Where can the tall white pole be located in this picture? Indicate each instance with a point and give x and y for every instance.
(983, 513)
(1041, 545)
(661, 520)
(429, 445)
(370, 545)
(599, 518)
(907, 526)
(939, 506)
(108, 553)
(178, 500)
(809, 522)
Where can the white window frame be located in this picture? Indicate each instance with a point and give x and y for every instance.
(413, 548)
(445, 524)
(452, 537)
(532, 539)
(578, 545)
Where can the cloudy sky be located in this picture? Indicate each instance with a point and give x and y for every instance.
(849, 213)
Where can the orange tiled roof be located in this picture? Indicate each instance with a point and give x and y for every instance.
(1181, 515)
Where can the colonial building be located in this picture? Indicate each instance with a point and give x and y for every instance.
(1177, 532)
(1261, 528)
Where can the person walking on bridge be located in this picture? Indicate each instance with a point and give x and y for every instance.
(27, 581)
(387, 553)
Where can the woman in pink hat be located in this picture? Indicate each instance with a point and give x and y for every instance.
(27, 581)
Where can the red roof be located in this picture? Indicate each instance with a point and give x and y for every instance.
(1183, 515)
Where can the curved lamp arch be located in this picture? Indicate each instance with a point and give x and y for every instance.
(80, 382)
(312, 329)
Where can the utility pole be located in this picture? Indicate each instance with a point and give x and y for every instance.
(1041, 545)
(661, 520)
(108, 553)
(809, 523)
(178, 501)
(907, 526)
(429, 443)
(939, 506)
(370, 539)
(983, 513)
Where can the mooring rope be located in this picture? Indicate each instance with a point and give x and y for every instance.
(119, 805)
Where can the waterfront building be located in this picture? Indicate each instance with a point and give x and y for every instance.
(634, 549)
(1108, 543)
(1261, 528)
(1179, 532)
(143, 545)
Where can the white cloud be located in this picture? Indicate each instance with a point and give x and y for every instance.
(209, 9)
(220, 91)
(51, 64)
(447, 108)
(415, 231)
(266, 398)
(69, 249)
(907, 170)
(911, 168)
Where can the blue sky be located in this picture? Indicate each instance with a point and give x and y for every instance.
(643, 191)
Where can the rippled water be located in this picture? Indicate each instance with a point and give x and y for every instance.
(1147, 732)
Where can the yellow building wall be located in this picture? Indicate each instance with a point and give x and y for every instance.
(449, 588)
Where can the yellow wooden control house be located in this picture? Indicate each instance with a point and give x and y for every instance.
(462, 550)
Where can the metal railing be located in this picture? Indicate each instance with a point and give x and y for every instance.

• _Exercise details_:
Format everything from the line containing "Where can the waterfront" down through the end of the listing above as a JSON list of strings, one string per line, with blank lines left out.

• _Task response_:
[
  "Where can the waterfront building be located in this picture? Indicate each instance with a point and give x and y for every instance.",
  "(634, 549)",
  "(1108, 543)",
  "(1261, 528)",
  "(1179, 532)",
  "(143, 545)",
  "Where can the white cloud be located in this picture? Indicate each instance with a point and give x and y for every instance.",
  "(209, 9)",
  "(220, 91)",
  "(51, 64)",
  "(447, 108)",
  "(415, 231)",
  "(266, 398)",
  "(69, 249)",
  "(907, 170)",
  "(911, 168)",
  "Where can the blue sky be located in this picture? Indicate each instance with a point and give x and y for every instance.",
  "(643, 191)",
  "Where can the rippled water be located in this picture? Indicate each instance with a point and give x and y for every instance.",
  "(1147, 732)",
  "Where can the yellow building wall be located in this picture? Indicate each instance with a point and give x and y for every instance.",
  "(449, 588)",
  "Where can the yellow wooden control house be located in this picture? Indicate each instance with a point and give x and y for every instance.",
  "(462, 550)",
  "Where can the metal railing be located in this picture? Indicate each instance with a point and give x and y for every instance."
]